*Problem details:*
Copy out every line of the data below verbatim, leaving nothing out and changing nothing.

*Dataset items:*

════

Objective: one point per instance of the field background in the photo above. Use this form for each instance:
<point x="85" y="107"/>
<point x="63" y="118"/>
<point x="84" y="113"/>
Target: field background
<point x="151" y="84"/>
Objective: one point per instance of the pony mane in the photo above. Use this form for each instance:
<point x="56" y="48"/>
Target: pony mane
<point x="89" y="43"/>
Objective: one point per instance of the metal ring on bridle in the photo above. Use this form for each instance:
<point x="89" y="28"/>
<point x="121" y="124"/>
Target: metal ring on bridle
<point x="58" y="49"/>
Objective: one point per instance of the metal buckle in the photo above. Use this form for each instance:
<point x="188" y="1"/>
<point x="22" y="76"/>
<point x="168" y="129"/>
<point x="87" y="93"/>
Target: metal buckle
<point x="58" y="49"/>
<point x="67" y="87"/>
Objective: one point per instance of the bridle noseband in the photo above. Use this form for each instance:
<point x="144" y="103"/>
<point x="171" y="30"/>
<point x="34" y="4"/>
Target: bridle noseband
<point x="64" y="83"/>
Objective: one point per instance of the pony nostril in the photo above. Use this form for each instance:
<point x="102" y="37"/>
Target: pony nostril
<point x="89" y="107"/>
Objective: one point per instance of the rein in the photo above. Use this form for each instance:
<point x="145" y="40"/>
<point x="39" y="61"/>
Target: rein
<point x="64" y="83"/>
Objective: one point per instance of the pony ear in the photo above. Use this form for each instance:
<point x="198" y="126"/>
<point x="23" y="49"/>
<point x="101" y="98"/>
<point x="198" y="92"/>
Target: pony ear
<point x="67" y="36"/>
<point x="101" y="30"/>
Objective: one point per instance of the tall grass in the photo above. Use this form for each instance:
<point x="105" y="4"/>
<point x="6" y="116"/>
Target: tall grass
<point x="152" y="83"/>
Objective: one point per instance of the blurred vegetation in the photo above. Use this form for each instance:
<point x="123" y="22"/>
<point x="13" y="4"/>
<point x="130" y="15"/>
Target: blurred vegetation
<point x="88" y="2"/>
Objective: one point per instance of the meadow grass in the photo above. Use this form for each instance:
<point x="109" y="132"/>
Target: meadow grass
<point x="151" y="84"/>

════

*Written response:*
Objective: one point per instance of the field background in the photo above. Use this form for each instance:
<point x="85" y="107"/>
<point x="63" y="118"/>
<point x="84" y="113"/>
Target: field background
<point x="151" y="84"/>
Objective: one point per instance of the pony mane in the photo above. Use this form for each instance:
<point x="56" y="48"/>
Target: pony mane
<point x="89" y="43"/>
Objective: one point per instance of the metal ring on bridle in the photo above. Use this form for each instance:
<point x="89" y="28"/>
<point x="121" y="124"/>
Target: metal ring on bridle
<point x="58" y="49"/>
Objective: one point per instance of the metal buckle in the photo above. Use this form for each instance:
<point x="188" y="1"/>
<point x="22" y="76"/>
<point x="168" y="129"/>
<point x="87" y="93"/>
Target: metal buckle
<point x="58" y="49"/>
<point x="67" y="87"/>
Objective: one point per instance of the bridle noseband in the photo above. Use this form for each instance:
<point x="144" y="103"/>
<point x="171" y="30"/>
<point x="34" y="4"/>
Target: bridle noseband
<point x="64" y="83"/>
Objective: one point per instance of the pony nostril in the photo above. Use this form for each instance:
<point x="102" y="37"/>
Target: pony nostril
<point x="89" y="107"/>
Objective: one point per instance of the rein in the photo above. Use this form for each instance:
<point x="145" y="40"/>
<point x="39" y="61"/>
Target: rein
<point x="64" y="83"/>
Objective: one point per instance of the pony ear in the photo above. Use this form for each instance:
<point x="198" y="126"/>
<point x="23" y="49"/>
<point x="101" y="98"/>
<point x="198" y="92"/>
Target: pony ear
<point x="67" y="36"/>
<point x="101" y="30"/>
Objective: one point per instance of the tall grass in the photo above. Use this form for each instance:
<point x="105" y="4"/>
<point x="6" y="116"/>
Target: tall grass
<point x="152" y="83"/>
Objective: one point per instance of the blurred vegetation in the photo above. Use this form for each instance:
<point x="123" y="22"/>
<point x="13" y="4"/>
<point x="130" y="15"/>
Target: blurred vegetation
<point x="88" y="2"/>
Objective: one point per instance of the meadow grass in the photo above. Use this form for each instance:
<point x="109" y="132"/>
Target: meadow grass
<point x="151" y="84"/>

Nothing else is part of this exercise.